15.6.08

Família Senna Fernandes
Renascença Macaense

Depois de oito anos de governação chinesa, os Macaenses perderam muitos medos, em especial aquele que tinha a ver com a sua propria existência. Em 2008, a comunidade parece mais forte que nunca, mantendo as suas tradições e ressuscitando o Patuá. A família Senna Fernandes continua a dar sentido ao que é ser Macaense na pós-transição

Nuno Mendonça

Estar em Macau e não ter ouvido falar de Henrique de Senna Fernandes, é como o ditado de Roma e o Papa. Henrique é advogado, mas acima de tudo o escritor que eternizou o Macau de duas comunidades que aprenderam a viver juntas, com histórias de amor proibidos e casamentos mais ou menos felizes.
O filho, Miguel, é advogado como o pai, foi deputado da Assembleia legislativa nos últimos anos da administração portuguesa e defensor acérrimo da cultura macaense, que divulga na trupe teatral Doci Papiaçam di Macau, essa deliciosa revista à macaense, onde se faz a critica social da terra.
Os dois são orgulhosos Filhos da Terra, o equivalente local de nobreza. Estou seguro que Henrique e Miguel serão os primeiros a criticar o exagero, mas o facto é que a família Senna Fernandes vive em Macau há pelo menos 250 anos.
Quando me encontrei com Miguel no seu escritório da Praia Grande, quis saber antes de mais o que é ser macaense em 2008.
Há claro a mistura de sangue chinês e português (e goês, africano, japonês, malaio, indonésio e timorense, pelo menos).
“Portanto somos mestiços, e quem não o é neste mundo?” pergunta Senna Fernandes filho.
Se as definições antropológica e etnológica perderam de alguma forma sentido, o que é então um Macaense?
Miguel parte para uma explicação cultural: “São necessárias duas coisas: a ligação da pessoa a Macau, e é isso que explica que mesmo um macaense que não tenha nascido aqui, se sinta macaense porque os seus antepassados são macaenses, mas acima de tudo a referência da terra que é Macau. A segunda característica, que é mais discutível, é a ligação a Portugal. Não é uma questão jurídica porque a questão da nacionalidade está ultrapassada. É a ideia de Portugalidade.”

_Material fornecido_

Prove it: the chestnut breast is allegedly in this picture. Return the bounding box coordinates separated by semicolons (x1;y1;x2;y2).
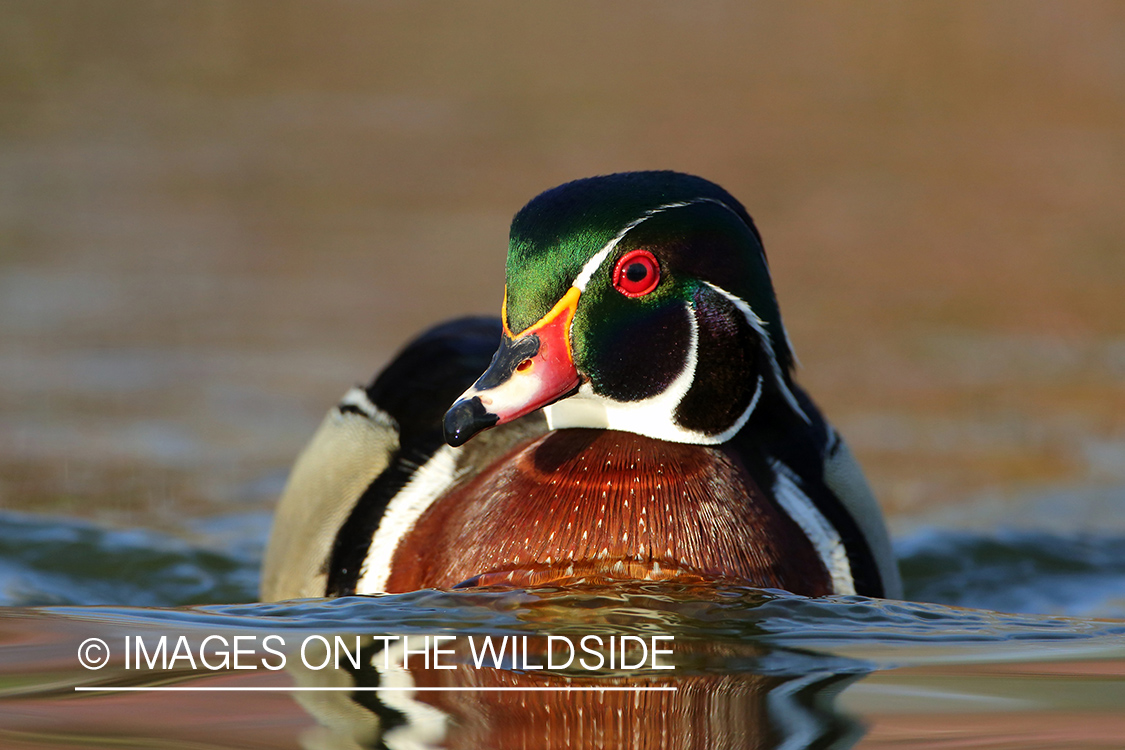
387;430;831;596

_Requisitos_
1 > Segundo o artigo sobre a família Senna Fernandes, há quantos anos, no mínimo, a família vive em Macau?
2 > Dê seguimento ao artigo sobre a família Senna Fernandes, começando logo após a última frase apresentada.
A listagem é um material à parte, independente do artigo sobre a família Senna Fernandes.

_Resultados por tarefa_
1 > Há pelo menos 250 anos.

2 >
E Miguel explica o impacto da sua definição: "Hoje o que vemos num macaense, de um ponto de vista chinês, é um koi-chái, um filho de um bárbaro que não fala a língua dos bárbaros, mas sim o cantonense,” (risos). “Isto é anedótico,” continua, “mas hoje é de facto muito útil. Para um amante do português, as gerações de macaenses que vimos aqui são desastrosas, porque o português já não tem qualquer tipo de atracção para o macaense. Mas apesar disto, é um indivíduo com uma forte ligação à sua terra e determinado a usar o seu nome português. É isso que é um macaense,” conclui.
Por isso mesmo e em 2008, o guarda-chuva macaense é suficientemente grande para abrigar não-falantes do português, chineses que aprenderam português e são católicos devotos e até portugueses sem qualquer antepassado chinês que vivem aqui há muitos anos e de alguma forma assimilaram as tradições macaenses. O importante, Miguel argumenta, é a aceitação pela comunidade macaense.
É uma situação extraordinária, só possível pela continuidade da centenária tolerância chinesa. Comunidades multiculturais e mestiças em diversas partes do mundo têm por vezes um destino trágico. Vistas pela maioria da população como aliados do antigo poder colonial, são condenadas a uma crise de identidade, não sendo aceites por nenhuma das populações dominantes.
É um facto que os macaenses foram durante séculos os intermediários entre os governantes portugueses e a maioria chinesa. Ora quando Lisboa e Pequim assinaram a Declaração Conjunta em 1987, muitos temeram que um estilo de vida centenário tinha os dias contados.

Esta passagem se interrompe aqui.